__Collected data__
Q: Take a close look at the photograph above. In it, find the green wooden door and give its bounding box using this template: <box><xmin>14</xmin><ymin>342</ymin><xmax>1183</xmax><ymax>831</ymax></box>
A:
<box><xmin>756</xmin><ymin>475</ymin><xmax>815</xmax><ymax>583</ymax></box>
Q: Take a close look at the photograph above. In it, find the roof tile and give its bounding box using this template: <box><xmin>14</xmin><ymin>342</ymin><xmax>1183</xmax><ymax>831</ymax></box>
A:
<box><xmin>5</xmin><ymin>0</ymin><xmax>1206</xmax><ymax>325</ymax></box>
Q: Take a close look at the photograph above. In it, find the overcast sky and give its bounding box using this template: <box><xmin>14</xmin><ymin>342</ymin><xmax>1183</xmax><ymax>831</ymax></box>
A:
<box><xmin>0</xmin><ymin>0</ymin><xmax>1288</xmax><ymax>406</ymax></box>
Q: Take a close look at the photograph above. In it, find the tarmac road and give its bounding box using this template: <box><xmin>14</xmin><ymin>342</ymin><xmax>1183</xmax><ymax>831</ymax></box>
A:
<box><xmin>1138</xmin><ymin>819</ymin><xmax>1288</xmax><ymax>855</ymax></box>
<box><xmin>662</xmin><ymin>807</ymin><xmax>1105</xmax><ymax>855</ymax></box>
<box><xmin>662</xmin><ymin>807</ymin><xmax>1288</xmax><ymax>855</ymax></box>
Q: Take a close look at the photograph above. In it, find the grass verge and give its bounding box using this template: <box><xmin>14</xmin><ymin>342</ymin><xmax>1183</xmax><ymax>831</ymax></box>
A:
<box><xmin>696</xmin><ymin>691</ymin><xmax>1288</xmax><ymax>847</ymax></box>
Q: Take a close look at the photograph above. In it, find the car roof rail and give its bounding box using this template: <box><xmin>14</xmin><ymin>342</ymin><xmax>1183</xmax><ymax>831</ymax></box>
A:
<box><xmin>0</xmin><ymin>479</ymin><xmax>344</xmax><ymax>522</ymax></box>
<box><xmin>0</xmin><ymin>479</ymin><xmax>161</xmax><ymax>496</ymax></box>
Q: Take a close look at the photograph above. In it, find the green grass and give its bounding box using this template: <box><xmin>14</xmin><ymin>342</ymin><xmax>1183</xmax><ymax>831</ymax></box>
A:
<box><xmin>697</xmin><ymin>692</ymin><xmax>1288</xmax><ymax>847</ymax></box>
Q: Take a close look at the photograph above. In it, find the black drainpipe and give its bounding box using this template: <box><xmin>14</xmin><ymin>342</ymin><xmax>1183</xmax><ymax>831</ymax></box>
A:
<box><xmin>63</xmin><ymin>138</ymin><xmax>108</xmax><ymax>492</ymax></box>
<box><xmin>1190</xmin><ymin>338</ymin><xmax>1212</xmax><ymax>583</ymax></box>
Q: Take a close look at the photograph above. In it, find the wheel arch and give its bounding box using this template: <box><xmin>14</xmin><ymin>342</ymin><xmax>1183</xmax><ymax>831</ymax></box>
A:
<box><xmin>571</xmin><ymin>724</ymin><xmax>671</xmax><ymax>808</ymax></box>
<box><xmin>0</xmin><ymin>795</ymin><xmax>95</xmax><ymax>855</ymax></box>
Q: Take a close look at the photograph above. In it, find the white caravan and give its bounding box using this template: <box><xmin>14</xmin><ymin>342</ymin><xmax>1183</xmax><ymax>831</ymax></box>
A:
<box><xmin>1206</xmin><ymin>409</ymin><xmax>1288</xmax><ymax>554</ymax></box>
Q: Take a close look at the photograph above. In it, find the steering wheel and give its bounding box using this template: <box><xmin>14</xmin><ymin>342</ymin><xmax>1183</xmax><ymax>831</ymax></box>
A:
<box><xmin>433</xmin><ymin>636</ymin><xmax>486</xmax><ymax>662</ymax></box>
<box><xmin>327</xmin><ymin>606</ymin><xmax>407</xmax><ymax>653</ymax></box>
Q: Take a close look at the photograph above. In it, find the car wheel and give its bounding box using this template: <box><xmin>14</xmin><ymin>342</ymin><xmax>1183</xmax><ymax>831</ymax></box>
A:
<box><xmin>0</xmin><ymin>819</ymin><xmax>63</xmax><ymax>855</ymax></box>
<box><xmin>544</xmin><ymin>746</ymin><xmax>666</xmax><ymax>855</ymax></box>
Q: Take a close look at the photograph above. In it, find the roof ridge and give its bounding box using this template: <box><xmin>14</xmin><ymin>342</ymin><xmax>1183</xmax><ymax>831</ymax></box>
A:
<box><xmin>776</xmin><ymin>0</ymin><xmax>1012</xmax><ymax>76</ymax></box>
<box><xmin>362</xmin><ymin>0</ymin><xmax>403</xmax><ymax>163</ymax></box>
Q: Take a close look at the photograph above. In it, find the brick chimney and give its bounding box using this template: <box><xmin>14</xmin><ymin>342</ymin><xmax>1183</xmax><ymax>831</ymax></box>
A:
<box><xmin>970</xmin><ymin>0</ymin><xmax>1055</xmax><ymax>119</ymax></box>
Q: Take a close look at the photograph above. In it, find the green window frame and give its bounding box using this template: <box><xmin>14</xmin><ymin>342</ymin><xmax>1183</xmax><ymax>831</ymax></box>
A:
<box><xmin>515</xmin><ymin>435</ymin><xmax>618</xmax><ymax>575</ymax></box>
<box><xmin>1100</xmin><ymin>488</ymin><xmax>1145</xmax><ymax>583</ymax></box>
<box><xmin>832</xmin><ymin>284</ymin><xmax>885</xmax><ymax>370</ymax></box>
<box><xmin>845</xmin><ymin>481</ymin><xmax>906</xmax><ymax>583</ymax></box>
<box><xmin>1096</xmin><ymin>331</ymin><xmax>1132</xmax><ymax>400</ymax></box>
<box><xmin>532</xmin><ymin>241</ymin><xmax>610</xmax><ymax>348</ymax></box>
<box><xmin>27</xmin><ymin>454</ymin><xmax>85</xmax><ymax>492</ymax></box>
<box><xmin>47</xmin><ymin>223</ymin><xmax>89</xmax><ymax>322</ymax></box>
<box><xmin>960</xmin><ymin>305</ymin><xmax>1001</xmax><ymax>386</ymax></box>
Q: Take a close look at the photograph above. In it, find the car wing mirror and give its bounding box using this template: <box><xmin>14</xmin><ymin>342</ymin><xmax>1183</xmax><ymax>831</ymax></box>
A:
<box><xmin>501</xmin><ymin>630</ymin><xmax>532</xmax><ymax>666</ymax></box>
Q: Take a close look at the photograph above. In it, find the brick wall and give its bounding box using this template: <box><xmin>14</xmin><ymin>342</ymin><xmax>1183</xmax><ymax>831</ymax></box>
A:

__Objective__
Reproduce the full set of records precisely.

__Finished answer__
Q: Take a close look at the photograph above. In it, find the green wooden door and give its bounding box using this template: <box><xmin>14</xmin><ymin>342</ymin><xmax>1183</xmax><ymax>831</ymax></box>
A:
<box><xmin>756</xmin><ymin>475</ymin><xmax>815</xmax><ymax>583</ymax></box>
Q: Take a close look at the photograph above. In it, find the roof tile and give its bounding box using this template: <box><xmin>14</xmin><ymin>342</ymin><xmax>1183</xmax><ymax>831</ymax></box>
A:
<box><xmin>5</xmin><ymin>0</ymin><xmax>1206</xmax><ymax>325</ymax></box>
Q: Take a close look at the photograph above. In it, find the overcast sky and give its bounding box using this template: <box><xmin>14</xmin><ymin>342</ymin><xmax>1183</xmax><ymax>831</ymax></box>
A:
<box><xmin>0</xmin><ymin>0</ymin><xmax>1288</xmax><ymax>406</ymax></box>
Q: Take a close look at the photograph above. In it, find the tarmac road and give its bounding box using this template: <box><xmin>14</xmin><ymin>342</ymin><xmax>1183</xmax><ymax>831</ymax></box>
A:
<box><xmin>1138</xmin><ymin>819</ymin><xmax>1288</xmax><ymax>855</ymax></box>
<box><xmin>662</xmin><ymin>807</ymin><xmax>1105</xmax><ymax>855</ymax></box>
<box><xmin>662</xmin><ymin>807</ymin><xmax>1288</xmax><ymax>855</ymax></box>
Q: Take a close look at the photograph above. In it, find the grass verge and give its bounding box using this template: <box><xmin>14</xmin><ymin>342</ymin><xmax>1183</xmax><ymax>831</ymax></box>
A:
<box><xmin>696</xmin><ymin>691</ymin><xmax>1288</xmax><ymax>847</ymax></box>
Q: Take a close look at the photograph above. In it, find the car roof rail and give its bounding box using this template: <box><xmin>14</xmin><ymin>342</ymin><xmax>1183</xmax><ymax>831</ymax></box>
A:
<box><xmin>0</xmin><ymin>479</ymin><xmax>344</xmax><ymax>522</ymax></box>
<box><xmin>0</xmin><ymin>479</ymin><xmax>161</xmax><ymax>496</ymax></box>
Q: Take a close look at the photograph above. In it, find the green grass and give its bounding box using this template: <box><xmin>14</xmin><ymin>342</ymin><xmax>1183</xmax><ymax>831</ymax></box>
A:
<box><xmin>697</xmin><ymin>692</ymin><xmax>1288</xmax><ymax>847</ymax></box>
Q: Take a close look at the photograph above. In it, find the black drainpipe and give its bounding box using this template: <box><xmin>14</xmin><ymin>342</ymin><xmax>1183</xmax><ymax>831</ymax></box>
A:
<box><xmin>63</xmin><ymin>138</ymin><xmax>108</xmax><ymax>492</ymax></box>
<box><xmin>1190</xmin><ymin>338</ymin><xmax>1212</xmax><ymax>583</ymax></box>
Q: Take a close look at the photograph above. In it, find the wheel arch and give its bounding box using this template: <box><xmin>14</xmin><ymin>342</ymin><xmax>1183</xmax><ymax>831</ymax></box>
A:
<box><xmin>571</xmin><ymin>724</ymin><xmax>671</xmax><ymax>808</ymax></box>
<box><xmin>0</xmin><ymin>795</ymin><xmax>95</xmax><ymax>855</ymax></box>
Q: Take a close look at the photograph above. In it, find the white caravan and give its bounding box using this template: <box><xmin>14</xmin><ymin>342</ymin><xmax>1183</xmax><ymax>831</ymax></box>
A:
<box><xmin>1206</xmin><ymin>409</ymin><xmax>1288</xmax><ymax>554</ymax></box>
Q: Take a close look at the photograph above. In it, find the steering wheel and give its bounding box using this template: <box><xmin>14</xmin><ymin>342</ymin><xmax>1183</xmax><ymax>831</ymax></box>
A:
<box><xmin>433</xmin><ymin>636</ymin><xmax>486</xmax><ymax>662</ymax></box>
<box><xmin>327</xmin><ymin>606</ymin><xmax>407</xmax><ymax>653</ymax></box>
Q: Take a close look at the photograph above. In it, find the car wheel and give its bounding box using this template: <box><xmin>14</xmin><ymin>342</ymin><xmax>1183</xmax><ymax>831</ymax></box>
A:
<box><xmin>0</xmin><ymin>819</ymin><xmax>63</xmax><ymax>855</ymax></box>
<box><xmin>544</xmin><ymin>746</ymin><xmax>666</xmax><ymax>855</ymax></box>
Q: Take a close look at the photograph above. In it, find the roof ridge and give its bounding box using this template: <box><xmin>14</xmin><ymin>342</ymin><xmax>1183</xmax><ymax>831</ymax></box>
A:
<box><xmin>776</xmin><ymin>0</ymin><xmax>1012</xmax><ymax>76</ymax></box>
<box><xmin>362</xmin><ymin>0</ymin><xmax>403</xmax><ymax>163</ymax></box>
Q: Take a close look at the photograph above. In it, find the brick chimney and give its bounding box using this template: <box><xmin>14</xmin><ymin>342</ymin><xmax>1183</xmax><ymax>831</ymax></box>
A:
<box><xmin>970</xmin><ymin>0</ymin><xmax>1055</xmax><ymax>119</ymax></box>
Q: Take a close look at the photograph above. In it, find the green window frame and give its bounding box using this template: <box><xmin>14</xmin><ymin>342</ymin><xmax>1183</xmax><ymax>831</ymax></box>
A:
<box><xmin>515</xmin><ymin>435</ymin><xmax>618</xmax><ymax>575</ymax></box>
<box><xmin>1100</xmin><ymin>488</ymin><xmax>1145</xmax><ymax>583</ymax></box>
<box><xmin>832</xmin><ymin>284</ymin><xmax>885</xmax><ymax>370</ymax></box>
<box><xmin>845</xmin><ymin>481</ymin><xmax>906</xmax><ymax>583</ymax></box>
<box><xmin>1096</xmin><ymin>331</ymin><xmax>1132</xmax><ymax>400</ymax></box>
<box><xmin>532</xmin><ymin>241</ymin><xmax>610</xmax><ymax>348</ymax></box>
<box><xmin>27</xmin><ymin>454</ymin><xmax>85</xmax><ymax>492</ymax></box>
<box><xmin>47</xmin><ymin>223</ymin><xmax>89</xmax><ymax>322</ymax></box>
<box><xmin>960</xmin><ymin>305</ymin><xmax>1001</xmax><ymax>386</ymax></box>
Q: Take a close look at the photograph above. In it, find the car wing mirror and give its bounding box using this template: <box><xmin>14</xmin><ymin>342</ymin><xmax>1183</xmax><ymax>831</ymax></box>
A:
<box><xmin>501</xmin><ymin>630</ymin><xmax>532</xmax><ymax>666</ymax></box>
Q: Take a close look at the photograph above. In it, find the brick wall and give its bounding box using this template: <box><xmin>14</xmin><ymin>342</ymin><xmax>1183</xmax><ymax>831</ymax></box>
A:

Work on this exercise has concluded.